Task set:
a - Please write out the part of the emissions article starting with "For model year" and going on through "size and type.".
b - Translate this sentence from the emissions article into Spanish: "Manufacturers won’t have a harder time complying with the standards if they sell bigger vehicles – unless their vehicles are inefficient for their size and type."

--- begin Article ---

For model year 2014, as in the two years prior, the auto industry met greenhouse gas emissions requirements with room to spare. The figure below compares the average emissions required (orange) under the standards with the average emissions achieved (blue), which are lower (better) by a good margin. There’ve been many assertions that growing sales of larger vehicles spell trouble for the increasingly stringent fuel economy and emissions requirements, but these claims ignore the fact that the standards adjust automatically to changes in the market by allowing larger vehicles to consume more fuel and emit more climate-warming gases. Manufacturers won’t have a harder time complying with the standards if they sell bigger vehicles – unless their vehicles are inefficient for their size and type.   

Average Light-Duty GHG Emissions: Achieved vs. Required

Source: Data from http://www3.epa.gov/otaq/climate/documents/420r15026.pdf, Table A4.

--- end Article ---
--- begin Record set ---

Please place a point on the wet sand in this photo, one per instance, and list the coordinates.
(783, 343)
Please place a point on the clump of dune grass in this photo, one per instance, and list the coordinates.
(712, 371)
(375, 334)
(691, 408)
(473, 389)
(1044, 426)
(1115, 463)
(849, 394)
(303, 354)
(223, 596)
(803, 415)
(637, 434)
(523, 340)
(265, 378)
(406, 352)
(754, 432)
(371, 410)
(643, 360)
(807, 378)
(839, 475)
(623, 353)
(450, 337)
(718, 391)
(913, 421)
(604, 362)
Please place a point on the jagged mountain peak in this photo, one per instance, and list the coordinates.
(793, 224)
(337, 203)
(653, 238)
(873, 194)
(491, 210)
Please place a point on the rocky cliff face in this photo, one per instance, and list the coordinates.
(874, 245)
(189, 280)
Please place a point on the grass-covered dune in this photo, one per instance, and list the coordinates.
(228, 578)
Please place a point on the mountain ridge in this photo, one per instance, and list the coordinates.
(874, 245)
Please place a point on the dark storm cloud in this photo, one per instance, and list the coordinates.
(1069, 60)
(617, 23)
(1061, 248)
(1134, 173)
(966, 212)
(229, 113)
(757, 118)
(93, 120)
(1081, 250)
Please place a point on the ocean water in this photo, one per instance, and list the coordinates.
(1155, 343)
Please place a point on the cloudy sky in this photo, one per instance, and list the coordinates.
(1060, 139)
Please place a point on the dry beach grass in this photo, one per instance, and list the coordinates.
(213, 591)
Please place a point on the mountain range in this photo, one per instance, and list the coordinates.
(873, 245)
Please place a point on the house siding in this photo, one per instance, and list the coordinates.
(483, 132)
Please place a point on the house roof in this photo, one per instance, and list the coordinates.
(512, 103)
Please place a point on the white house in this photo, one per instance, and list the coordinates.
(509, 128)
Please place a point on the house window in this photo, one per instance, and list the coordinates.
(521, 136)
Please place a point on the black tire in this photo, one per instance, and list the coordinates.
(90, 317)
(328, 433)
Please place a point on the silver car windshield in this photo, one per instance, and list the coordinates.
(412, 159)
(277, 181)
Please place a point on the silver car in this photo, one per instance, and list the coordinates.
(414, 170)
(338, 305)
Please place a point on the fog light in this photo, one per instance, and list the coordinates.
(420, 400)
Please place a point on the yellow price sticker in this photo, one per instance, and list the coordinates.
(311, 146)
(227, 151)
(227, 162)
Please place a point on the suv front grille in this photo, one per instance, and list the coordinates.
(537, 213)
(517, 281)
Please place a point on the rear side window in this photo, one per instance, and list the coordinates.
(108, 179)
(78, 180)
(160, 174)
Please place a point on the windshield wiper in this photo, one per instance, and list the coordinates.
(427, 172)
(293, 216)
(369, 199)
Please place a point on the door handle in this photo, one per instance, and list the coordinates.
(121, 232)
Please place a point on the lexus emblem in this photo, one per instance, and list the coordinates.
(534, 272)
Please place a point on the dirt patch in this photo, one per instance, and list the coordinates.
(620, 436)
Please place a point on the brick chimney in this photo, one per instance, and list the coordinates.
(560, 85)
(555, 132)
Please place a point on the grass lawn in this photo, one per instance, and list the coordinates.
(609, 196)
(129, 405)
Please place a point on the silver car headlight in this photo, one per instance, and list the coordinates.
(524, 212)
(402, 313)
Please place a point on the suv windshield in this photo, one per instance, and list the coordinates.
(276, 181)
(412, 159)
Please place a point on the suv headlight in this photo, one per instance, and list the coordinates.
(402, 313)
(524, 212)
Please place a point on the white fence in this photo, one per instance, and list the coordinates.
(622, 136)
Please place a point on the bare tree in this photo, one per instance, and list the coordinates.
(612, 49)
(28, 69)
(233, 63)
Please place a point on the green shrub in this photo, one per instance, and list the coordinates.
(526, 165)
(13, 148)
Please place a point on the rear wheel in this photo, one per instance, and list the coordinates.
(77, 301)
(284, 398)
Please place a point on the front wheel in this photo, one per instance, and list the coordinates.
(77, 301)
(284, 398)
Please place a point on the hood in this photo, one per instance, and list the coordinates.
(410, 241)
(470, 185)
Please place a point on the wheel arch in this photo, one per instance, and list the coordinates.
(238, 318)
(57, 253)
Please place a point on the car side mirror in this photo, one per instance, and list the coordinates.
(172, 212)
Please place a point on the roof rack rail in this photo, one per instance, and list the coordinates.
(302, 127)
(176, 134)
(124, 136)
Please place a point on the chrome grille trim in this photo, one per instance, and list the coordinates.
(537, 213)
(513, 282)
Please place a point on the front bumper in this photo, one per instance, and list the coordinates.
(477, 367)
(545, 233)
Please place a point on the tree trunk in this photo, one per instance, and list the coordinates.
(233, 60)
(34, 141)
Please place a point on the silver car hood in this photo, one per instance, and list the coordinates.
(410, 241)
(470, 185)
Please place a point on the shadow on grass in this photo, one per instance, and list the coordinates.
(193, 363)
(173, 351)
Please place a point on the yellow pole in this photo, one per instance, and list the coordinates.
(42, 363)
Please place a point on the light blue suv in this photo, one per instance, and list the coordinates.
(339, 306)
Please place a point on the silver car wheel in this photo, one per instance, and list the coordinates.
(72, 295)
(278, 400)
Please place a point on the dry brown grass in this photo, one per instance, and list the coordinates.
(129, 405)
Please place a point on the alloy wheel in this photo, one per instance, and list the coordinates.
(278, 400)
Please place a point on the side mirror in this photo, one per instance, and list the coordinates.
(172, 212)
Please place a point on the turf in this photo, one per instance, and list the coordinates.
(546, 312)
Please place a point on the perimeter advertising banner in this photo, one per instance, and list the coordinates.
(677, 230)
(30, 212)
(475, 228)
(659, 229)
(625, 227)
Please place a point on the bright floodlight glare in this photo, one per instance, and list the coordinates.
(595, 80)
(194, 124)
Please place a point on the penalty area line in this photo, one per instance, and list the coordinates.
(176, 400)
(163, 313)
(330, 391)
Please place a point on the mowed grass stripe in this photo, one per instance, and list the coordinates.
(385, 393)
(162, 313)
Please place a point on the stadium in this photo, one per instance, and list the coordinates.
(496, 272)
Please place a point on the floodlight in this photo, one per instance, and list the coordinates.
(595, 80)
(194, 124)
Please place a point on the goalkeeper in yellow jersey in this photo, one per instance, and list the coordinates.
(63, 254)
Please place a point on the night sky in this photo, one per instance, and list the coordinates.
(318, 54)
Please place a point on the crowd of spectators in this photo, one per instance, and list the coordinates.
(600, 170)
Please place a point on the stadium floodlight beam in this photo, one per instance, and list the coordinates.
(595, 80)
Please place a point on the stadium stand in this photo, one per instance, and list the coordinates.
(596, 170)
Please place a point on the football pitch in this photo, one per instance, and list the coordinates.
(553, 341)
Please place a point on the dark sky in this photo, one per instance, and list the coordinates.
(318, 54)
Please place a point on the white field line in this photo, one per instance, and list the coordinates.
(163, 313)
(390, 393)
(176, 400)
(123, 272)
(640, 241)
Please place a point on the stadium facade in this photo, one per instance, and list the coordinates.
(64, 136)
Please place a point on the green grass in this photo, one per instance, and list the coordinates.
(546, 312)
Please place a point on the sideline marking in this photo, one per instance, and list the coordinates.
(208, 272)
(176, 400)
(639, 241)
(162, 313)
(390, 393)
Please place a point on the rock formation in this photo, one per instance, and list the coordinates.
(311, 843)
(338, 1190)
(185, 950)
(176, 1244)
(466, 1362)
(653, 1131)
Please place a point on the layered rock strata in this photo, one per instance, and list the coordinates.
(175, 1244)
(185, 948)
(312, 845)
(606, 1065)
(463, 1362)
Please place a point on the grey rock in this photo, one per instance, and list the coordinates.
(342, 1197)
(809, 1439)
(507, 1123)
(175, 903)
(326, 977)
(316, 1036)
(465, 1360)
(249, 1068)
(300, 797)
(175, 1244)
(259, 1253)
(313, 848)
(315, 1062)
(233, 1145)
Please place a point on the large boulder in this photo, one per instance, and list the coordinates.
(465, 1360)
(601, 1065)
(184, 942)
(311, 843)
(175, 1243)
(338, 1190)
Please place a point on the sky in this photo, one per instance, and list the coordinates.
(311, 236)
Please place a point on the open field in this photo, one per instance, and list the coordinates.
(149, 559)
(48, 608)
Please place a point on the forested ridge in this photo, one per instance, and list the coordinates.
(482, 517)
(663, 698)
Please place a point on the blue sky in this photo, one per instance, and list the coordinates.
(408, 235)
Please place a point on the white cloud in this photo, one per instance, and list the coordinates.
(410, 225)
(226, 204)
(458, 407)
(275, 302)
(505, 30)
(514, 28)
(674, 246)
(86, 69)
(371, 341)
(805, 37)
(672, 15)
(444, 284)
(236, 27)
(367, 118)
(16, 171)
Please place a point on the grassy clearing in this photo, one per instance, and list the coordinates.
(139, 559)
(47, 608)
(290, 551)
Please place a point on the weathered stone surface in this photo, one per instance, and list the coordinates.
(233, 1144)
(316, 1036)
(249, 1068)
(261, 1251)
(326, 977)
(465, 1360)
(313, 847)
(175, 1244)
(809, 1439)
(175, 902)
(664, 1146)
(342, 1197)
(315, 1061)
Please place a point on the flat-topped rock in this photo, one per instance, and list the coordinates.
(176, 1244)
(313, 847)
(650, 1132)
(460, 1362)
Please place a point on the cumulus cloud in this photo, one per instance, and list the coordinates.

--- end Record set ---

Answers in order:
a -
For model year 2014, as in the two years prior, the auto industry met greenhouse gas emissions requirements with room to spare. The figure below compares the average emissions required (orange) under the standards with the average emissions achieved (blue), which are lower (better) by a good margin. There’ve been many assertions that growing sales of larger vehicles spell trouble for the increasingly stringent fuel economy and emissions requirements, but these claims ignore the fact that the standards adjust automatically to changes in the market by allowing larger vehicles to consume more fuel and emit more climate-warming gases. Manufacturers won’t have a harder time complying with the standards if they sell bigger vehicles – unless their vehicles are inefficient for their size and type.

b - Los fabricantes no tendrán más dificultades para cumplir con las normas si venden vehículos más grandes, a menos que sus vehículos sean ineficientes para su tamaño y tipo.